(Problem details): Pictures do not belong in the copy; print every entry exactly as it stands.

(Data listing):

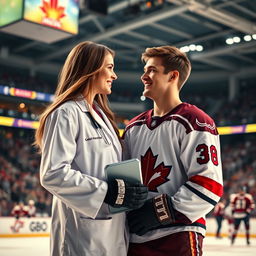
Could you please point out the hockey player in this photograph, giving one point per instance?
(229, 217)
(241, 204)
(178, 145)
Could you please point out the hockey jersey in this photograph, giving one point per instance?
(180, 156)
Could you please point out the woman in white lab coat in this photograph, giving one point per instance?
(78, 137)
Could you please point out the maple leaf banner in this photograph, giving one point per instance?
(58, 14)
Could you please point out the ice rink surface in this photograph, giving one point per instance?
(39, 246)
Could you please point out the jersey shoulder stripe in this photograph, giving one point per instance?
(208, 183)
(196, 117)
(189, 116)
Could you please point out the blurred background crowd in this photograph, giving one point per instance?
(19, 161)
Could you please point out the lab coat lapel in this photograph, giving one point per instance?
(108, 128)
(105, 124)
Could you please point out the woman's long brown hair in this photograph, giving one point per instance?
(83, 62)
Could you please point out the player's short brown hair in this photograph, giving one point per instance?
(172, 59)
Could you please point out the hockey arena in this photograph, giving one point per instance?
(205, 128)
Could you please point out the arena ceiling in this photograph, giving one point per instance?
(129, 28)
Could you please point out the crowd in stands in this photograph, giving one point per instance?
(19, 167)
(19, 177)
(19, 162)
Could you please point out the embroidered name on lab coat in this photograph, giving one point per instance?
(93, 138)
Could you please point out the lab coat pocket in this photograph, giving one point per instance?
(95, 235)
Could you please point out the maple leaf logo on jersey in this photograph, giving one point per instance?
(153, 177)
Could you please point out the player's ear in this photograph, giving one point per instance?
(173, 75)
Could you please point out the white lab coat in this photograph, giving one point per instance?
(74, 154)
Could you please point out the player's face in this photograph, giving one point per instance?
(102, 82)
(154, 79)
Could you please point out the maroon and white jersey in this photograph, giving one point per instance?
(241, 204)
(219, 209)
(180, 156)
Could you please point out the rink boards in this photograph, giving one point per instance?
(40, 226)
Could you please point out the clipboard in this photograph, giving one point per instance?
(128, 170)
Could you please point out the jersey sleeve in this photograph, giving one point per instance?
(201, 159)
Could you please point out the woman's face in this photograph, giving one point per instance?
(102, 82)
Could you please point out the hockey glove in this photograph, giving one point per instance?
(123, 194)
(156, 212)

(Written solution):
Could you please point out the hockey player in this photograph, giving one point per instance?
(229, 217)
(241, 204)
(178, 145)
Could you please point out the hockey jersey in this photograph, giving one point per instance?
(180, 156)
Could you please point out the woman in white lab coat in this photograph, giving one point per instance?
(78, 137)
Could you please point out the maple leaf banner in this photograph, giving one point per instance?
(58, 14)
Could you please point out the ice rink surface in this photograph, giving one point per instance?
(39, 246)
Could you please point out the jersey shoulder stripe in this photograph, giving one point per instance?
(208, 183)
(196, 117)
(189, 116)
Could you please point out the blurred background crowd in this photograph, giving one point per instance?
(19, 161)
Could you please point out the lab coat lapel in this photograph, giving one point per instance?
(108, 128)
(105, 124)
Could you please point out the woman's long brown hair in this photograph, giving one point per instance?
(83, 62)
Could you please point out the player's short brown hair in this photograph, giving one point per instance?
(172, 59)
Could you please point out the hockey arena in this photograph, giving one point per instance?
(205, 128)
Could you please point out the arena ceiling in this photograph, giving one point per instance?
(129, 28)
Could you please point out the crowd in stands in this photograph, giving one point per instance?
(19, 167)
(19, 177)
(19, 162)
Could you please point out the embroidered name on lab coat in this photograph, giving one point per instance?
(93, 138)
Could you please point out the lab coat pocket in this photograph, giving one point per instance?
(95, 235)
Could you please point out the maple leaf logo on jersey in this photograph, giving one point per instance?
(153, 177)
Could you please point out the player's ear in this photograph, giving one point per instance?
(173, 75)
Could you please point out the white lab coat in this photograph, giving one point per instance?
(74, 154)
Could you please point out the player's face in this photograph, giving one point per instance?
(102, 82)
(154, 79)
Could you please point out the maroon and white jersey in this photograph, giving one point per instance?
(241, 204)
(219, 209)
(180, 156)
Could you please point out the rink boards in this photograph, giving one point per instance?
(40, 226)
Could you please point out the clipboard in this photograph, giving one point per instance?
(128, 170)
Could you please point out the jersey sleeve in this photograph, giving one point per instance?
(201, 159)
Could you please point out the woman's face in this photograph, giving one point per instance?
(102, 82)
Could you please point out the hockey glove in this photograph, giving one point per instance?
(123, 194)
(156, 212)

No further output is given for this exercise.